PROBLEM DETAILS>
Count the lines below that contain the string "white", matching case exactly, and give only the number.
[Start of SOURCE DATA]
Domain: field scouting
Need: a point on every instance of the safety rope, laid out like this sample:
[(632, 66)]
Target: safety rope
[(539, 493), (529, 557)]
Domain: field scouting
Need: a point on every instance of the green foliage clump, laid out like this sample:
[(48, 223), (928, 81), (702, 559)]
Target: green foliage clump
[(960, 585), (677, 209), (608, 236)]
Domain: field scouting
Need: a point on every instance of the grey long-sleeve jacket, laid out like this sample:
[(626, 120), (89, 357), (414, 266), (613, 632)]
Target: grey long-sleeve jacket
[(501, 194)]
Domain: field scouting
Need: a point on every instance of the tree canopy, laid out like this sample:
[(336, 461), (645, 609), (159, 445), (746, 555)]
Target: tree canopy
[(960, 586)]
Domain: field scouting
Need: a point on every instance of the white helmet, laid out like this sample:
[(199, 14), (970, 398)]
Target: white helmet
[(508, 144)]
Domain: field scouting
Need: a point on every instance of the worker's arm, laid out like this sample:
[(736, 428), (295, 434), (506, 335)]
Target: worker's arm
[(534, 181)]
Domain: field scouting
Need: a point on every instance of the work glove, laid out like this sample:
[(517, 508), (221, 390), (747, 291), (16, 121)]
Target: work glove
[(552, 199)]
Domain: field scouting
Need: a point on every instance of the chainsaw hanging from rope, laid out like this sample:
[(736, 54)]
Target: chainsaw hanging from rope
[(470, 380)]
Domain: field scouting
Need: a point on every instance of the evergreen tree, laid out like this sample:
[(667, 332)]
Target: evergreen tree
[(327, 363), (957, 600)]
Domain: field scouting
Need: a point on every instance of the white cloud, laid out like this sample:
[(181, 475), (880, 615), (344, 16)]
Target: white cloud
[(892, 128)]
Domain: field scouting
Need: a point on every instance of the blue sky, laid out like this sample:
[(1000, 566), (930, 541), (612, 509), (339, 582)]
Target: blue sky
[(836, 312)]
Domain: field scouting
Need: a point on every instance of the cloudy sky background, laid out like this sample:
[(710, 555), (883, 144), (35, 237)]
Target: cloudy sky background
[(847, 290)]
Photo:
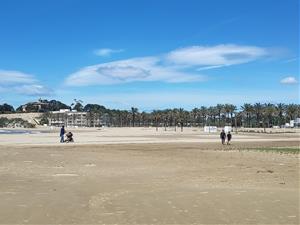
[End of SOURCE DATA]
SOLUTION TO THIS EXERCISE>
4